Text segment |

Writing a Thesis - To Hell and Back Again (By Bilbo Baggins?)
G’day team,
Today I want to share with you an experience I had a few years ago, when I was a younger and more innocently minded science fan. In the lead up to my last year of uni I’d decided I’d studied the sciences for three years and it was time to get my hands dirty. I signed up to the honours colleges, begged a professor to let me in on a project and got ready to be a real scientist… or so I thought.
But before we get started, here’s a link to the thesis I’ll be chatting about
What is an Honours Thesis
I’m sure you’ve all, at some point in your lives, met someone who introduced themselves as “a Docotor, but not THAT types of Doctor”… these esteemed women and men have what we call a PhD. In essence a PhD is a culmination of usually 4-6 years of tireless work in a very niche field within a very niche field… within a very niche field.
An Honours Thesis is like a mini-PhD, a taster of sorts. For young wide-eyed students who’re still in love with science and want nothing more than to start making a name of themselves. An honours thesis gives you a chance to experience the horrors of publishing research, without committing yourself to a life of it.
My lab group
Getting Started
My project was simple, my professor told me.
We’d be using recombinant DNA techniques on Saccharomyces cerevisiae to insert a gene into their genome which would allow us to determine if a loss of heterozygosity had occurred during mitosis in a specific region on a specific chromosome.
This was not simple, this was the opposite of simple.
You see my professor had her PhD, she had a post-doctorate and she was… well, a professor.
I was none of these things.
The Project
I started working diligently expecting that, like in all things in life, my work would pay off.
News flash… that’s not how science works.

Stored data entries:
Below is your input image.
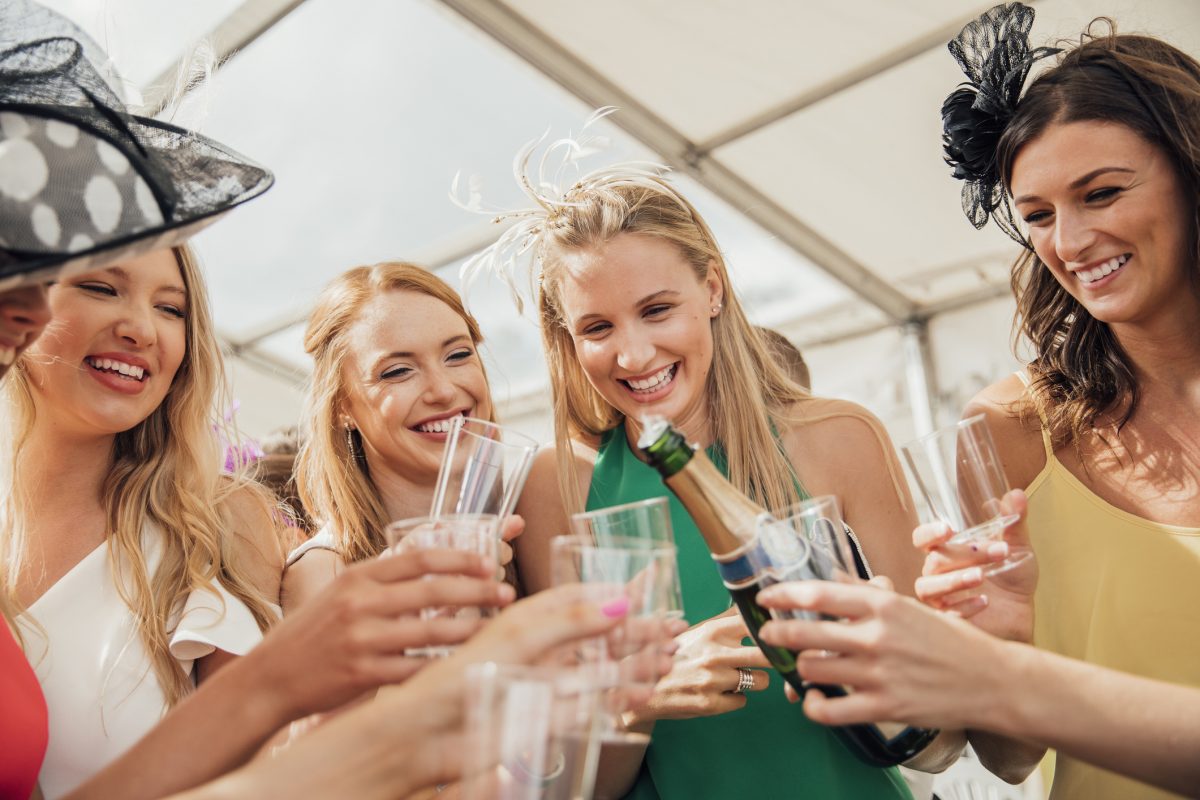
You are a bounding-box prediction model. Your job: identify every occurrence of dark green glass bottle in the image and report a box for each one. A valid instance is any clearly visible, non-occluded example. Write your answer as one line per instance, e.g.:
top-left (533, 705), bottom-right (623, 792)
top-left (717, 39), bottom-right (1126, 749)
top-left (637, 420), bottom-right (938, 766)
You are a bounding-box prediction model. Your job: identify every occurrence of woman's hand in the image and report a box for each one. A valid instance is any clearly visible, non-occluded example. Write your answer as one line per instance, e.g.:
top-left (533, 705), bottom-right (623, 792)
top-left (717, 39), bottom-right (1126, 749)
top-left (912, 489), bottom-right (1038, 642)
top-left (245, 551), bottom-right (515, 718)
top-left (626, 610), bottom-right (770, 729)
top-left (758, 581), bottom-right (1004, 728)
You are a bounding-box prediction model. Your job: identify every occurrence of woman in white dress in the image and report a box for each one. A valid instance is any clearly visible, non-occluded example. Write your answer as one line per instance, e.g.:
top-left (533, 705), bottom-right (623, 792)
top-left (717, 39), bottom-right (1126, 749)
top-left (0, 246), bottom-right (282, 798)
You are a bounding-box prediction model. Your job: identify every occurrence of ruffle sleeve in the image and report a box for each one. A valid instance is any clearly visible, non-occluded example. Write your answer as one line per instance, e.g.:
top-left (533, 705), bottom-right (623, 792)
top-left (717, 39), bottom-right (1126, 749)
top-left (170, 582), bottom-right (280, 661)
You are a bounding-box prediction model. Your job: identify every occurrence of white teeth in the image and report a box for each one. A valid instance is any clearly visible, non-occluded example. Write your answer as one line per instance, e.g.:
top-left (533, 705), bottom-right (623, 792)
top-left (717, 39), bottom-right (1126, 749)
top-left (86, 359), bottom-right (146, 380)
top-left (416, 414), bottom-right (462, 433)
top-left (1075, 253), bottom-right (1129, 283)
top-left (625, 363), bottom-right (676, 392)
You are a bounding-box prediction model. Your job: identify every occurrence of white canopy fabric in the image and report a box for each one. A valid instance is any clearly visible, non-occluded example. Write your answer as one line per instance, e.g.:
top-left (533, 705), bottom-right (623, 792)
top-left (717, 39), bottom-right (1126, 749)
top-left (28, 0), bottom-right (1200, 439)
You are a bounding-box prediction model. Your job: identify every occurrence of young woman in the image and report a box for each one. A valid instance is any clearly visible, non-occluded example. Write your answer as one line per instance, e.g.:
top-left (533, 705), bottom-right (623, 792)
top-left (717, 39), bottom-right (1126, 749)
top-left (916, 4), bottom-right (1200, 798)
top-left (283, 261), bottom-right (520, 613)
top-left (758, 582), bottom-right (1200, 796)
top-left (463, 148), bottom-right (958, 798)
top-left (0, 247), bottom-right (281, 796)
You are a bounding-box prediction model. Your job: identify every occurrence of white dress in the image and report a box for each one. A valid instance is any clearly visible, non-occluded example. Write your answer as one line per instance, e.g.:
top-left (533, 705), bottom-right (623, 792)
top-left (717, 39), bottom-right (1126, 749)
top-left (20, 525), bottom-right (277, 800)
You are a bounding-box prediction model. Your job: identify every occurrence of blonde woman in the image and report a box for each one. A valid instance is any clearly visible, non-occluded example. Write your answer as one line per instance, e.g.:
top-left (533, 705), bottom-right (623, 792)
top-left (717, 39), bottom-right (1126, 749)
top-left (458, 123), bottom-right (961, 799)
top-left (0, 247), bottom-right (282, 798)
top-left (283, 261), bottom-right (521, 613)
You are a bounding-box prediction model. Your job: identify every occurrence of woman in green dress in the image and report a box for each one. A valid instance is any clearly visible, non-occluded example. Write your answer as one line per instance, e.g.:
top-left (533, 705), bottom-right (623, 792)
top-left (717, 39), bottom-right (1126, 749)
top-left (468, 123), bottom-right (962, 800)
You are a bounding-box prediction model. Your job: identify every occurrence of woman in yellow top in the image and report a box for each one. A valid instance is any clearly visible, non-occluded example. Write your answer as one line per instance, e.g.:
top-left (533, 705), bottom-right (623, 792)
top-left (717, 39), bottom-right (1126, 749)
top-left (914, 4), bottom-right (1200, 799)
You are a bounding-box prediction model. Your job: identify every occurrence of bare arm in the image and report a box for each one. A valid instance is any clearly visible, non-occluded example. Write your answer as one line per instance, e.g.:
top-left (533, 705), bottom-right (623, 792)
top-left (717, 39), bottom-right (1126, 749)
top-left (71, 551), bottom-right (514, 799)
top-left (785, 399), bottom-right (966, 772)
top-left (760, 583), bottom-right (1200, 794)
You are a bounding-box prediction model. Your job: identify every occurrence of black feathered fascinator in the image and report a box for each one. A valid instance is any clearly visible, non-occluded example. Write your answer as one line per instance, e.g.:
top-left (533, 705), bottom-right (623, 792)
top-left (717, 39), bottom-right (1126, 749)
top-left (0, 0), bottom-right (274, 290)
top-left (942, 2), bottom-right (1060, 248)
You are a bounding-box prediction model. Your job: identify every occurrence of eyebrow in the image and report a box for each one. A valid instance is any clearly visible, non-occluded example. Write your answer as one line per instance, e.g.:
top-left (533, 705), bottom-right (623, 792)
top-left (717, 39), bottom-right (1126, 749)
top-left (376, 333), bottom-right (470, 365)
top-left (575, 289), bottom-right (679, 325)
top-left (1013, 167), bottom-right (1133, 203)
top-left (104, 266), bottom-right (187, 299)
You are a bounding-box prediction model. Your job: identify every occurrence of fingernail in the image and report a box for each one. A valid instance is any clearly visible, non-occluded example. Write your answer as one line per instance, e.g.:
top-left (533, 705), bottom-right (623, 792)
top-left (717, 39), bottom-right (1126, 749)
top-left (600, 597), bottom-right (629, 619)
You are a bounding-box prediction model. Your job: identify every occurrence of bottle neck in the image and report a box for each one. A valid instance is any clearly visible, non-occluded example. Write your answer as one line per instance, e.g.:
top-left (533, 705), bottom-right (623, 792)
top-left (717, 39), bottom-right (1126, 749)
top-left (664, 451), bottom-right (764, 560)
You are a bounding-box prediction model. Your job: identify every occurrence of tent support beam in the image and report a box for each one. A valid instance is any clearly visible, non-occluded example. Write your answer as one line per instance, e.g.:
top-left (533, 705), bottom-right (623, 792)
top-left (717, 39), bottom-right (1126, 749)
top-left (902, 319), bottom-right (937, 437)
top-left (442, 0), bottom-right (918, 323)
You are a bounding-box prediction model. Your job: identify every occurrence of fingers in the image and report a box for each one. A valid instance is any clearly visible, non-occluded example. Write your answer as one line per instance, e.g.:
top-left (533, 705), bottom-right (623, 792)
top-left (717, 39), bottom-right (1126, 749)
top-left (708, 646), bottom-right (770, 669)
top-left (369, 576), bottom-right (516, 616)
top-left (364, 549), bottom-right (496, 583)
top-left (914, 566), bottom-right (983, 608)
top-left (758, 620), bottom-right (862, 657)
top-left (500, 513), bottom-right (524, 542)
top-left (758, 581), bottom-right (883, 619)
top-left (725, 667), bottom-right (770, 693)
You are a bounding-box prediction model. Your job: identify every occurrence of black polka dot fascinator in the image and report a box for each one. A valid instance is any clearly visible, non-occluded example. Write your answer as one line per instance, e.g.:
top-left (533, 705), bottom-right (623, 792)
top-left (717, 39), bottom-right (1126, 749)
top-left (0, 0), bottom-right (274, 290)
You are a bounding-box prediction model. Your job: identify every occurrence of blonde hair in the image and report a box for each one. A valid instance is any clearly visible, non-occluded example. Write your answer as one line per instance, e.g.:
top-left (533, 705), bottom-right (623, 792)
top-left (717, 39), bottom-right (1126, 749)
top-left (296, 261), bottom-right (492, 561)
top-left (536, 177), bottom-right (810, 512)
top-left (0, 246), bottom-right (275, 706)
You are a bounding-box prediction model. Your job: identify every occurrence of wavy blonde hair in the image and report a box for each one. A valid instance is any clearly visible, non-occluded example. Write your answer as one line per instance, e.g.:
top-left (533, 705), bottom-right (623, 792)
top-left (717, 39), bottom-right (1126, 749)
top-left (0, 246), bottom-right (278, 706)
top-left (296, 261), bottom-right (494, 561)
top-left (536, 172), bottom-right (810, 512)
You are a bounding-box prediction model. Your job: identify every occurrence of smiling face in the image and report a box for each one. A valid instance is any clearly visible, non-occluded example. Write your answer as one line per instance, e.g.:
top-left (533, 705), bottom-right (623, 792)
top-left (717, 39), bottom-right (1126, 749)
top-left (0, 283), bottom-right (50, 378)
top-left (342, 290), bottom-right (492, 485)
top-left (1012, 121), bottom-right (1195, 324)
top-left (558, 234), bottom-right (722, 437)
top-left (25, 249), bottom-right (187, 435)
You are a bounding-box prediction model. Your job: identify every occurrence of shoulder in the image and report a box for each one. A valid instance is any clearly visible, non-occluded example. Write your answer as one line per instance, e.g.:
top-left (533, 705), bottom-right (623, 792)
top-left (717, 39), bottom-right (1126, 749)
top-left (780, 397), bottom-right (890, 459)
top-left (962, 375), bottom-right (1046, 488)
top-left (217, 485), bottom-right (286, 590)
top-left (280, 548), bottom-right (346, 615)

Work task |
Output the full blog post about writing an honours thesis word for word, with nothing changed. These rows come from a separate source.

Task answer |
Writing a Thesis - To Hell and Back Again (By Bilbo Baggins?)
G’day team,
Today I want to share with you an experience I had a few years ago, when I was a younger and more innocently minded science fan. In the lead up to my last year of uni I’d decided I’d studied the sciences for three years and it was time to get my hands dirty. I signed up to the honours colleges, begged a professor to let me in on a project and got ready to be a real scientist… or so I thought.
But before we get started, here’s a link to the thesis I’ll be chatting about
What is an Honours Thesis
I’m sure you’ve all, at some point in your lives, met someone who introduced themselves as “a Docotor, but not THAT types of Doctor”… these esteemed women and men have what we call a PhD. In essence a PhD is a culmination of usually 4-6 years of tireless work in a very niche field within a very niche field… within a very niche field.
An Honours Thesis is like a mini-PhD, a taster of sorts. For young wide-eyed students who’re still in love with science and want nothing more than to start making a name of themselves. An honours thesis gives you a chance to experience the horrors of publishing research, without committing yourself to a life of it.
My lab group
Getting Started
My project was simple, my professor told me.
We’d be using recombinant DNA techniques on Saccharomyces cerevisiae to insert a gene into their genome which would allow us to determine if a loss of heterozygosity had occurred during mitosis in a specific region on a specific chromosome.
This was not simple, this was the opposite of simple.
You see my professor had her PhD, she had a post-doctorate and she was… well, a professor.
I was none of these things.
The Project
I started working diligently expecting that, like in all things in life, my work would pay off.
News flash… that’s not how science works.